• **TASK INSTRUCTIONS**: In the listing below, swap "instance" for "occurrence" wherever it appears, and leave every other character as it is.

• **Source data**:
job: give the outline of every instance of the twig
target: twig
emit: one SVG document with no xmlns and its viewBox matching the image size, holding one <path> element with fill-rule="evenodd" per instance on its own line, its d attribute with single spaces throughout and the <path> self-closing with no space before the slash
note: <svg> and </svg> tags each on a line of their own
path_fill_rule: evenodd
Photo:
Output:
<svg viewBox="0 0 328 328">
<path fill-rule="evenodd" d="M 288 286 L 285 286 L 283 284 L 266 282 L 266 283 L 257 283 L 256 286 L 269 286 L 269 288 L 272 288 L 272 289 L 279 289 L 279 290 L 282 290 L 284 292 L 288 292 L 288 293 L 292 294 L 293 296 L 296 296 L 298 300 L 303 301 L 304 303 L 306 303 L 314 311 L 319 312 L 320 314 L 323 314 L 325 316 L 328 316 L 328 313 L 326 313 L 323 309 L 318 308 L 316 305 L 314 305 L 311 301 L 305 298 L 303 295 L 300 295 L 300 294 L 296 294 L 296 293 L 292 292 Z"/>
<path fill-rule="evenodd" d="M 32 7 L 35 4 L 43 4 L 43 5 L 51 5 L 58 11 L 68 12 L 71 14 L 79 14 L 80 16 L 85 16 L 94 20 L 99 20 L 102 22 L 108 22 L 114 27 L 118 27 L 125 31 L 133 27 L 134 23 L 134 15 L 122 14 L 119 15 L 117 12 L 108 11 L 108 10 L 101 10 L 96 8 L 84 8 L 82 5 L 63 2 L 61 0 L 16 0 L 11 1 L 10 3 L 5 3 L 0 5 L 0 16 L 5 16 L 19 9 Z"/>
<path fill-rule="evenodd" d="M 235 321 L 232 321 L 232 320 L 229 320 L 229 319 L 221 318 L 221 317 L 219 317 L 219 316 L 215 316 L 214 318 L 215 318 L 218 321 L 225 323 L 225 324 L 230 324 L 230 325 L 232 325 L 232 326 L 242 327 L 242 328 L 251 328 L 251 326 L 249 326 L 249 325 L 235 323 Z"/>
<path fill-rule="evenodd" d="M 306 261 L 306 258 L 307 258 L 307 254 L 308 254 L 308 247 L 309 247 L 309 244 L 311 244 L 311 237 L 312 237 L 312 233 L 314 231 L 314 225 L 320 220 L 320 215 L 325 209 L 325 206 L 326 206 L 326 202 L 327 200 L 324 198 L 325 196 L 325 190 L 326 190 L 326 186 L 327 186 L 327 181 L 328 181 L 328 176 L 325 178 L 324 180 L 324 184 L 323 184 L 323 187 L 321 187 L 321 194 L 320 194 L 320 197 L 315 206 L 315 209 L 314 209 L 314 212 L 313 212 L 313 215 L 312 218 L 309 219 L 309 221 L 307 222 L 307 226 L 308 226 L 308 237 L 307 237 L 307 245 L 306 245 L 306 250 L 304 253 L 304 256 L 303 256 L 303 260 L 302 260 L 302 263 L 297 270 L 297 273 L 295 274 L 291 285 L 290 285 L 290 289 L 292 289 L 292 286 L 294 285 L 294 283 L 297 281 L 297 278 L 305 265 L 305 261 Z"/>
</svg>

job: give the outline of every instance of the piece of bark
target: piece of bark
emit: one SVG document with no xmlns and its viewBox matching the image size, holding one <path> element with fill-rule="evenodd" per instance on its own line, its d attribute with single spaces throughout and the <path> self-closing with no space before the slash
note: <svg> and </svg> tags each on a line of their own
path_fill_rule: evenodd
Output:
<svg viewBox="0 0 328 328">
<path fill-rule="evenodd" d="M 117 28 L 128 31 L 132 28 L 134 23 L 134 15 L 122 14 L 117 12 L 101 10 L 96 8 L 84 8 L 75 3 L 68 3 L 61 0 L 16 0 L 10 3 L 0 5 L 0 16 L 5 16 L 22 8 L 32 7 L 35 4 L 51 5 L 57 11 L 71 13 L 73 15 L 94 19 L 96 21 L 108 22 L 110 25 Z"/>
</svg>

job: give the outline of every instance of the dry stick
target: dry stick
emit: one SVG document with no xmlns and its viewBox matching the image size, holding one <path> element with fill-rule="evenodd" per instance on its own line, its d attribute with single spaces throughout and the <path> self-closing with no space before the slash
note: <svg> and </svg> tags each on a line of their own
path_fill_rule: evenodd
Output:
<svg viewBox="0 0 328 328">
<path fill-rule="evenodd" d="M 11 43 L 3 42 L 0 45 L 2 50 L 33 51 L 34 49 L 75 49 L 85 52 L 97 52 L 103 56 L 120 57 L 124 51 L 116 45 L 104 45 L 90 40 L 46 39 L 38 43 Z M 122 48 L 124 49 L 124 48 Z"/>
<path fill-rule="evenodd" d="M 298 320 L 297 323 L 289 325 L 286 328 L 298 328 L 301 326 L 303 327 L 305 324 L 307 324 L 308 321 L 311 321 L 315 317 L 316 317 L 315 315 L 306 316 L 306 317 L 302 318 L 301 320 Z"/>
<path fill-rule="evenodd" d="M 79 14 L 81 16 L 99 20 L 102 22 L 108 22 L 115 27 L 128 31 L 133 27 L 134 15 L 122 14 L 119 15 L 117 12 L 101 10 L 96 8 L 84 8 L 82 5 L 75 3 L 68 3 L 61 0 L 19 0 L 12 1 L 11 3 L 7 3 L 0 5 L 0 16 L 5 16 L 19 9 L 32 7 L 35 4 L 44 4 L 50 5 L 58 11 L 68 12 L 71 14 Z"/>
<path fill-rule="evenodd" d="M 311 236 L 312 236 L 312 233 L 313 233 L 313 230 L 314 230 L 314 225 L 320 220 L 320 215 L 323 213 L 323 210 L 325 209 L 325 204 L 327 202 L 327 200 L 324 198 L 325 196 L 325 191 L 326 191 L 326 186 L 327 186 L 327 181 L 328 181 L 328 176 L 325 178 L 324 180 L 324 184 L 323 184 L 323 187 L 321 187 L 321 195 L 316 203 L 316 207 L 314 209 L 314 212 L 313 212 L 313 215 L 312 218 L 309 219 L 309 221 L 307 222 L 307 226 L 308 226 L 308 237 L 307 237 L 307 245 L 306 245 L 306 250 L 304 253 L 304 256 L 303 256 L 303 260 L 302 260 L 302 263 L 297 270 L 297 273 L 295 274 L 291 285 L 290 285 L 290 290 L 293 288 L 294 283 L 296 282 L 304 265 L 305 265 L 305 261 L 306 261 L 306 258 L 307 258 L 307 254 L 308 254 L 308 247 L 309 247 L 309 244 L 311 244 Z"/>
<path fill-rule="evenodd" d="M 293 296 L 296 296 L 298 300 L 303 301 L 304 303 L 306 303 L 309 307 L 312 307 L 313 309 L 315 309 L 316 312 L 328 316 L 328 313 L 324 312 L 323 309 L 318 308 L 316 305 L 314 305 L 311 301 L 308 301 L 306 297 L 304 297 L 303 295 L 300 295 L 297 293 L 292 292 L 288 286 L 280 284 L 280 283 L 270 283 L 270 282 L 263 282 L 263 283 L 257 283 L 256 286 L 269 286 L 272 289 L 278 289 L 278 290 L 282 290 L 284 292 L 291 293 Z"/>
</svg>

• **OUTPUT OF THE TASK**:
job: give the outline of every occurrence of the twig
target: twig
emit: one SVG document with no xmlns and its viewBox matching the image size, holding one <path> element with fill-rule="evenodd" per occurrence on its own line, its d attribute with single spaces throughout and the <path> self-closing with no space before the slash
note: <svg> and </svg> tags each on a line of their own
path_fill_rule: evenodd
Photo:
Output:
<svg viewBox="0 0 328 328">
<path fill-rule="evenodd" d="M 288 286 L 285 286 L 283 284 L 266 282 L 266 283 L 257 283 L 256 286 L 269 286 L 269 288 L 272 288 L 272 289 L 279 289 L 279 290 L 282 290 L 284 292 L 288 292 L 288 293 L 292 294 L 293 296 L 296 296 L 298 300 L 303 301 L 304 303 L 306 303 L 314 311 L 319 312 L 320 314 L 323 314 L 325 316 L 328 316 L 328 313 L 326 313 L 323 309 L 318 308 L 316 305 L 314 305 L 311 301 L 305 298 L 303 295 L 300 295 L 300 294 L 296 294 L 296 293 L 292 292 Z"/>
<path fill-rule="evenodd" d="M 32 7 L 35 4 L 43 4 L 43 5 L 51 5 L 58 11 L 68 12 L 71 14 L 79 14 L 80 16 L 85 16 L 94 20 L 99 20 L 102 22 L 108 22 L 114 27 L 118 27 L 125 31 L 133 27 L 134 23 L 134 15 L 122 14 L 119 15 L 117 12 L 108 11 L 108 10 L 101 10 L 96 8 L 84 8 L 82 5 L 63 2 L 61 0 L 16 0 L 11 1 L 10 3 L 5 3 L 0 5 L 0 16 L 5 16 L 19 9 Z"/>
<path fill-rule="evenodd" d="M 235 321 L 232 321 L 232 320 L 229 320 L 229 319 L 221 318 L 221 317 L 219 317 L 219 316 L 215 316 L 214 318 L 215 318 L 218 321 L 225 323 L 225 324 L 230 324 L 230 325 L 232 325 L 232 326 L 242 327 L 242 328 L 251 328 L 251 326 L 249 326 L 249 325 L 235 323 Z"/>
<path fill-rule="evenodd" d="M 306 261 L 306 258 L 307 258 L 307 254 L 308 254 L 308 247 L 309 247 L 309 244 L 311 244 L 311 237 L 312 237 L 312 233 L 314 231 L 314 225 L 320 220 L 320 215 L 325 209 L 325 206 L 326 206 L 326 202 L 327 200 L 324 198 L 325 196 L 325 190 L 326 190 L 326 186 L 327 186 L 327 181 L 328 181 L 328 176 L 325 178 L 324 180 L 324 184 L 323 184 L 323 187 L 321 187 L 321 194 L 320 194 L 320 197 L 315 206 L 315 209 L 314 209 L 314 212 L 313 212 L 313 215 L 312 218 L 309 219 L 309 221 L 307 222 L 307 226 L 308 226 L 308 237 L 307 237 L 307 245 L 306 245 L 306 250 L 304 253 L 304 256 L 303 256 L 303 260 L 302 260 L 302 263 L 297 270 L 297 273 L 295 274 L 291 285 L 290 285 L 290 289 L 292 289 L 292 286 L 294 285 L 294 283 L 297 281 L 297 278 L 305 265 L 305 261 Z"/>
</svg>

job: give the outline of every occurrence of the piece of bark
target: piece of bark
emit: one SVG document with no xmlns and its viewBox matching the image size, holding one <path> element with fill-rule="evenodd" per occurrence on its own line, its d attribute with single spaces throughout and the <path> self-closing with no space before the slash
note: <svg> and </svg> tags each on a line of their own
path_fill_rule: evenodd
Output:
<svg viewBox="0 0 328 328">
<path fill-rule="evenodd" d="M 117 28 L 128 31 L 132 28 L 134 23 L 134 15 L 122 14 L 117 12 L 101 10 L 96 8 L 84 8 L 75 3 L 68 3 L 61 0 L 16 0 L 10 3 L 0 5 L 0 16 L 5 16 L 22 8 L 32 7 L 35 4 L 51 5 L 57 11 L 71 13 L 73 15 L 94 19 L 96 21 L 108 22 L 110 25 Z"/>
</svg>

job: give the outline of every occurrence of the dry stick
target: dry stick
emit: one SVG document with no xmlns and its viewBox matching the image size, holding one <path> element with fill-rule="evenodd" per occurrence on its own line, its d attribute with single spaces throughout and the <path> self-closing with no space before the slash
note: <svg> and </svg> tags each on a line of their own
path_fill_rule: evenodd
Output:
<svg viewBox="0 0 328 328">
<path fill-rule="evenodd" d="M 11 43 L 3 42 L 0 45 L 2 50 L 33 51 L 34 49 L 75 49 L 85 52 L 97 52 L 103 56 L 120 57 L 124 51 L 116 45 L 104 45 L 90 40 L 46 39 L 38 43 Z M 122 48 L 124 49 L 124 48 Z"/>
<path fill-rule="evenodd" d="M 298 320 L 297 323 L 289 325 L 286 328 L 298 328 L 301 326 L 303 327 L 305 324 L 307 324 L 308 321 L 311 321 L 315 317 L 316 317 L 315 315 L 306 316 L 306 317 L 302 318 L 301 320 Z"/>
<path fill-rule="evenodd" d="M 79 14 L 81 16 L 99 20 L 102 22 L 108 22 L 115 27 L 128 31 L 133 27 L 134 15 L 122 14 L 119 15 L 117 12 L 101 10 L 96 8 L 84 8 L 82 5 L 75 3 L 68 3 L 61 0 L 19 0 L 12 1 L 11 3 L 7 3 L 0 5 L 0 16 L 5 16 L 19 9 L 32 7 L 35 4 L 44 4 L 50 5 L 58 11 L 68 12 L 71 14 Z"/>
<path fill-rule="evenodd" d="M 311 236 L 312 236 L 312 233 L 313 233 L 313 230 L 314 230 L 314 225 L 320 220 L 320 215 L 323 213 L 323 210 L 325 209 L 325 204 L 327 202 L 327 200 L 324 198 L 325 196 L 325 191 L 326 191 L 326 186 L 327 186 L 327 181 L 328 181 L 328 176 L 325 178 L 324 180 L 324 184 L 323 184 L 323 187 L 321 187 L 321 195 L 316 203 L 316 207 L 314 209 L 314 212 L 313 212 L 313 215 L 312 218 L 309 219 L 309 221 L 307 222 L 307 226 L 308 226 L 308 237 L 307 237 L 307 245 L 306 245 L 306 250 L 304 253 L 304 256 L 303 256 L 303 260 L 302 260 L 302 263 L 297 270 L 297 273 L 295 274 L 291 285 L 290 285 L 290 290 L 293 288 L 294 283 L 296 282 L 304 265 L 305 265 L 305 261 L 306 261 L 306 258 L 307 258 L 307 254 L 308 254 L 308 247 L 309 247 L 309 244 L 311 244 Z"/>
<path fill-rule="evenodd" d="M 293 296 L 296 296 L 298 300 L 303 301 L 304 303 L 306 303 L 309 307 L 312 307 L 313 309 L 315 309 L 316 312 L 328 316 L 328 313 L 324 312 L 323 309 L 318 308 L 316 305 L 314 305 L 311 301 L 308 301 L 306 297 L 304 297 L 303 295 L 300 295 L 297 293 L 292 292 L 288 286 L 280 284 L 280 283 L 270 283 L 270 282 L 263 282 L 263 283 L 257 283 L 256 286 L 269 286 L 272 289 L 278 289 L 278 290 L 282 290 L 284 292 L 291 293 Z"/>
</svg>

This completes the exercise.